Back to Blog

HPC Best Practices in the Age of AI Coding Assistants

hpcscientific-computingai-toolsperformancempicppfortranpython

A simulation that compiles and produces plausible output is not the same as a simulation that uses the hardware well. I have watched code that ran for 72 hours on a cluster finish in 4 hours after someone restructured its memory layout. The physics did not change. The algorithm did not change. The data just moved through cache instead of around it.

Scientific software has a particular failure mode: it can be wrong in ways that look right. A 2% error in a turbulence model might not show up in a spot check but will ruin a parameter sweep. A race condition in a distributed reduction might produce correct results 99 times out of 100, then silently corrupt the 100th.

AI coding assistants have entered this world, and they are genuinely useful. They can scaffold build systems, write test harnesses, and refactor boilerplate faster than any human. But they carry assumptions from the domains they were trained on most heavily, and those assumptions often conflict with what HPC code needs. The rest of this post is about the foundations that still matter, and how to steer AI tools when those foundations are at stake.

**Written instruction a**.
According to the blog post on HPC best practices, how long did the 72-hour cluster run take after its memory layout was restructured?

**Material shown**.
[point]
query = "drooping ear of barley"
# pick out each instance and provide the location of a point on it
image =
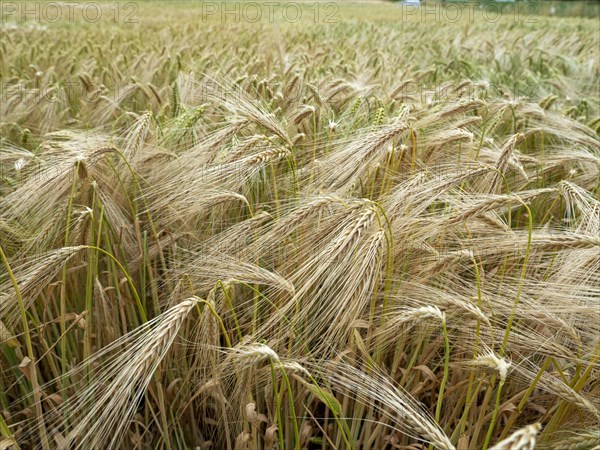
(97, 414)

**Written instruction b**.
Retype the entries above line for line, leaving out the pictures.

**Answer a**.
4 hours.

**Answer b**.
[point]
query = "drooping ear of barley"
# pick out each instance and provide the location of a point on it
image =
(97, 414)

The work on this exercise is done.